INPUT MATERIAL:
╔══

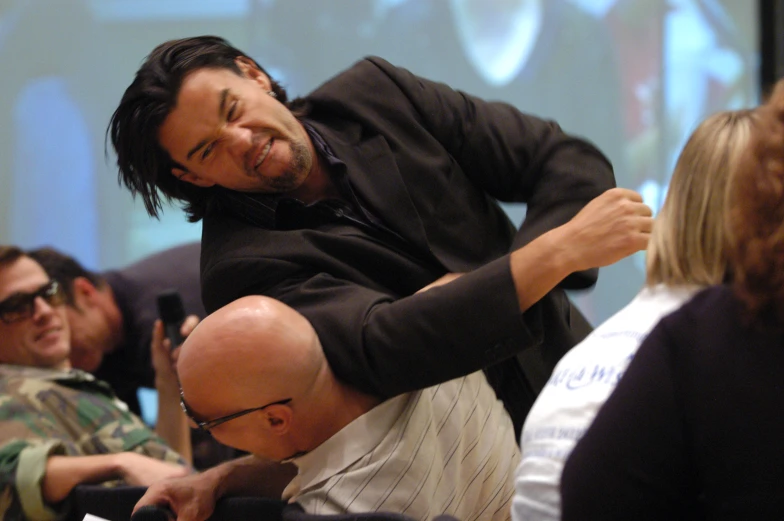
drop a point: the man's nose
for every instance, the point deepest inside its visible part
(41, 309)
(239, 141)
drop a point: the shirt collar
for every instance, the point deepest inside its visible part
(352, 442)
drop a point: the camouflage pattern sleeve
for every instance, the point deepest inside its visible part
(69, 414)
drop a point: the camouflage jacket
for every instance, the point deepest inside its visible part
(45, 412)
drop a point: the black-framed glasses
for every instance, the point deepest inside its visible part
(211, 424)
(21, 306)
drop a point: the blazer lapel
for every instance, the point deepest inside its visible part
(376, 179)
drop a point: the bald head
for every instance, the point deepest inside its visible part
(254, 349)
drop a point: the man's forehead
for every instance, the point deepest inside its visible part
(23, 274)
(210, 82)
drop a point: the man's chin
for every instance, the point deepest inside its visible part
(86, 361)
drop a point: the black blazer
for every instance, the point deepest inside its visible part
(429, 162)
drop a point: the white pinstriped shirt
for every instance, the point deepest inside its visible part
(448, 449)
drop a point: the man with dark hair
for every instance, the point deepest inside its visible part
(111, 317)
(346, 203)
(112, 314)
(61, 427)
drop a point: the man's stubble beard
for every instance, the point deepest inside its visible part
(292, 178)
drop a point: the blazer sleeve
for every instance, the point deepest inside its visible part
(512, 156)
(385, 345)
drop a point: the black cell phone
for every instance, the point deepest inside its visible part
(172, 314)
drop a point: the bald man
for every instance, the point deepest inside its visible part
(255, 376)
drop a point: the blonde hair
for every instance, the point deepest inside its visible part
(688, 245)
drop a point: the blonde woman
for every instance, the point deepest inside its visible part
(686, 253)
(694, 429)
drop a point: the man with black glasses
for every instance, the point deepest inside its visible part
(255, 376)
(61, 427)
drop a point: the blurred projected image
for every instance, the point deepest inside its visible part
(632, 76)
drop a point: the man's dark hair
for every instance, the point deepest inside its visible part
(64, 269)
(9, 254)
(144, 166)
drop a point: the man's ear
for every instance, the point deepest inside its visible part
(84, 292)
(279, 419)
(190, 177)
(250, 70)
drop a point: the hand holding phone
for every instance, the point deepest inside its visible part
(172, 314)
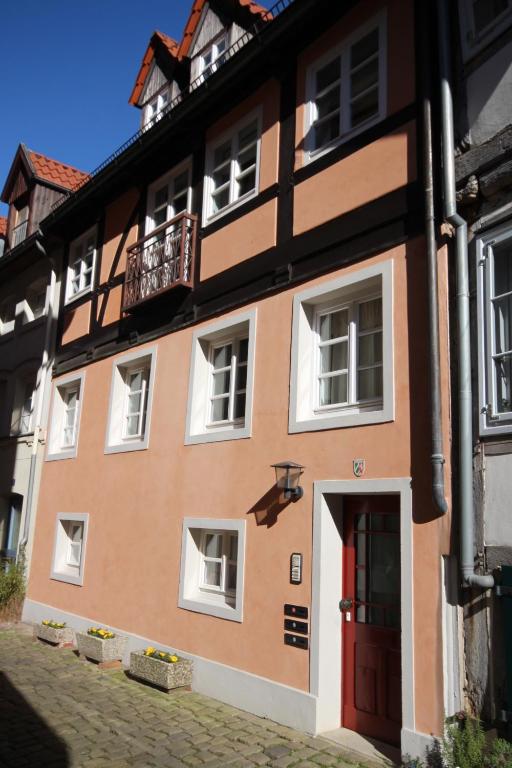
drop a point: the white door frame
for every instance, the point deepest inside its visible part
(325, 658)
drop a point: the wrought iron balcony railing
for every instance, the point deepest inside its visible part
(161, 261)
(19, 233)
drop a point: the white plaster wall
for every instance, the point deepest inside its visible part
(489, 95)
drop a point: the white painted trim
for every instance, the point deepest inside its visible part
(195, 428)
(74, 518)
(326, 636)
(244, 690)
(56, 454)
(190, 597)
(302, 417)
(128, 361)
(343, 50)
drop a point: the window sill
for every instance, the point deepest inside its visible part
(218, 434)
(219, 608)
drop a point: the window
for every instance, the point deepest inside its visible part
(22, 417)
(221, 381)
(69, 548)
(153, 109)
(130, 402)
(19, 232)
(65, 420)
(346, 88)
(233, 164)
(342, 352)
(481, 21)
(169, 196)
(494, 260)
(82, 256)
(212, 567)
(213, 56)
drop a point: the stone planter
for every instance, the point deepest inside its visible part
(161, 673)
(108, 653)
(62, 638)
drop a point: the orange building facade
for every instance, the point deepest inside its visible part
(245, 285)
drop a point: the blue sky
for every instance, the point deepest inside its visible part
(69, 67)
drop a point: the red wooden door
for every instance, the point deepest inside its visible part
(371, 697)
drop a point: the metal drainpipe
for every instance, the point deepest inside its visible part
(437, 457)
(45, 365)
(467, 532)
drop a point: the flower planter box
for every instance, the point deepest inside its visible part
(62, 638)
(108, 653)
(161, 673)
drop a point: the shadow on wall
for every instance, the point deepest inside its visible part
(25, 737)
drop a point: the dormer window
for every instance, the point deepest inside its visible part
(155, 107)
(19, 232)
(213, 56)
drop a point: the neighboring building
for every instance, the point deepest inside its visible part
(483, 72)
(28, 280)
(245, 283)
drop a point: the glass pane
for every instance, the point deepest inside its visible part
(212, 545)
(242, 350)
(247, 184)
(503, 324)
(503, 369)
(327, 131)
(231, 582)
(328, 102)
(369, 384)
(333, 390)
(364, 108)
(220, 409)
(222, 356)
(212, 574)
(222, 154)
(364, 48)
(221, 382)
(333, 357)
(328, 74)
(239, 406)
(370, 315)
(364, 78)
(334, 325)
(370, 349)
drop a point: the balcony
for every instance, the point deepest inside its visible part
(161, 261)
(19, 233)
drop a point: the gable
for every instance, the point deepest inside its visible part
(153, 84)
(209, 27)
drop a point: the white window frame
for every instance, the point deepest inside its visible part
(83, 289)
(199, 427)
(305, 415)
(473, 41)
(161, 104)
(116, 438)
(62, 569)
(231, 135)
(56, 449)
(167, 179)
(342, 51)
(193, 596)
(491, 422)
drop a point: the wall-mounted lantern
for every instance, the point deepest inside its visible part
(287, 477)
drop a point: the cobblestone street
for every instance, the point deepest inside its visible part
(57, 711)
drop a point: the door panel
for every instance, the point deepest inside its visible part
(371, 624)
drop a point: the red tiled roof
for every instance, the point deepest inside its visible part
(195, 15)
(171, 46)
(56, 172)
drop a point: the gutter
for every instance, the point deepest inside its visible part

╚══

REQUIREMENT: Rewrite all the entries above, changing each "drop a point" to "mark a point" and keeping everything else the same. Leave out the pictures.

SOLUTION TO THIS EXERCISE:
mark a point: the man's nose
for every instance, the point deepest inside its visible part
(41, 309)
(239, 141)
mark a point: the shirt collar
for every instance, the point deepest inside its visible part
(352, 442)
mark a point: the camouflage pattern sleeve
for every instance, the point deepest inside its visible part
(69, 414)
mark a point: the camouflage jacket
for every instance, the point deepest inside its visible part
(45, 412)
mark a point: the black-framed glasses
for every instance, the point deepest inside its visible part
(211, 424)
(21, 306)
mark a point: the blazer lapel
for every instance, the point deepest inside its visible part
(376, 179)
mark a point: the bald head
for every instance, the point deepest inside its visible part
(254, 349)
mark a point: the man's forehead
for every instance, the point deepest inside its visible part
(23, 274)
(210, 82)
mark a point: the man's chin
for every instance, the point deepest inside its visible part
(86, 361)
mark a point: the black blazer
for every instance, the point deepest inside its visible part
(429, 162)
mark a point: the white pinstriped shirt
for every instance, the point deepest inside its visible part
(448, 449)
mark a point: the man with dark hair
for every instance, the point deepest inside its visible part
(111, 317)
(346, 203)
(112, 314)
(61, 427)
mark a point: the man's stubble beard
for every instance, the point deepest inside its visible part
(292, 178)
mark a point: the blazer sleeve
for every instance, the point deepest inside its visible part
(512, 156)
(385, 345)
mark a point: the black cell phone
for every instance, the point deepest inside its visible part
(172, 314)
mark a point: the bald man
for every instance, the point deepest inside its visible part
(255, 376)
mark a point: the blonde hair
for every instance, the point deepest inside its visible part
(688, 245)
mark a point: the blonde woman
for every instance, the point deepest inside its visible part
(686, 253)
(694, 429)
mark a point: the man with black glasses
for every instance, the point deepest inside its visible part
(255, 376)
(61, 427)
mark a point: the blurred projected image
for every instance, the point deepest inside its visible part
(632, 76)
mark a point: the man's dark hair
for every instance, the point deepest inside its visible part
(64, 269)
(9, 254)
(144, 166)
mark a point: the man's ear
for every instance, the point deepest inside its visible part
(84, 292)
(279, 419)
(190, 177)
(250, 70)
mark a point: the hand holding phone
for every instance, the point deepest inside its visible part
(172, 314)
mark a point: the white door frame
for every instance, the point deepest inside its visible part
(325, 658)
mark a point: the wrought iron balcony railing
for every instance, the point deepest inside its visible part
(161, 261)
(19, 233)
mark a point: the white plaster wall
for every instance, the point deepest inside its visible part
(489, 95)
mark a point: the white painted trim
for every instance, the point deepest inside its visible part
(195, 428)
(74, 518)
(326, 636)
(244, 690)
(56, 454)
(190, 597)
(302, 417)
(128, 361)
(343, 50)
mark a point: the window sill
for every instance, the point deepest inside its visible part
(218, 434)
(219, 608)
mark a point: the window
for every instance, the point deepest inside its visible part
(22, 417)
(221, 381)
(69, 548)
(153, 109)
(130, 402)
(19, 232)
(65, 420)
(346, 88)
(233, 164)
(342, 352)
(481, 21)
(169, 196)
(494, 260)
(82, 256)
(212, 567)
(213, 56)
mark a point: the stone planter
for every instance, the point deepest inside its visible part
(161, 673)
(108, 653)
(62, 638)
mark a point: the orange building facade
for every instance, the point deepest inside its visible part
(245, 285)
mark a point: the blue sky
for every instance, the point deepest inside its visible part
(69, 67)
mark a point: the red wooden door
for every instance, the point deepest inside its visible part
(371, 697)
mark a point: the metal drainpipe
for every instance, the point deepest inside its visible part
(437, 457)
(45, 365)
(467, 532)
mark a point: the flower planter box
for every instance, the point deepest inside its visible part
(62, 638)
(108, 653)
(161, 673)
mark a point: the shadow on wall
for every instance, the point deepest inside its visible part
(25, 737)
mark a point: the dormer window
for every instance, the point deepest inside its visible part
(155, 107)
(19, 232)
(213, 56)
mark a point: the neighboring building
for every instance, the point deepest inside its visible part
(483, 72)
(28, 280)
(245, 283)
mark a point: the glass pane
for every instance, the point deepest inside its visible part
(212, 545)
(242, 350)
(247, 184)
(503, 324)
(503, 369)
(327, 131)
(231, 582)
(328, 102)
(369, 384)
(333, 390)
(364, 108)
(220, 409)
(222, 356)
(212, 574)
(222, 154)
(364, 48)
(221, 382)
(333, 357)
(328, 74)
(239, 406)
(370, 315)
(364, 78)
(334, 325)
(370, 349)
mark a point: the balcony
for every instance, the point deepest inside its visible part
(161, 261)
(19, 233)
mark a point: the gable
for every instance, the point deepest inside its visible part
(153, 84)
(209, 27)
mark a point: the white window frame
for every instance, the point deepest inside its visible part
(83, 289)
(199, 427)
(305, 415)
(473, 41)
(161, 104)
(116, 438)
(62, 569)
(231, 135)
(56, 449)
(167, 179)
(342, 51)
(193, 596)
(491, 422)
mark a point: the wall-mounted lantern
for every instance, the point deepest inside its visible part
(287, 477)
mark a point: the cobblestone street
for every instance, the point deepest inside its visible part
(57, 711)
mark a point: the door panel
for every instance, the point deepest inside its visible part
(371, 624)
mark a point: the red tiled roof
for every instance, the point deepest inside its visible part
(195, 15)
(171, 46)
(56, 172)
mark a point: the gutter
for every instance, the point deepest inside its visible part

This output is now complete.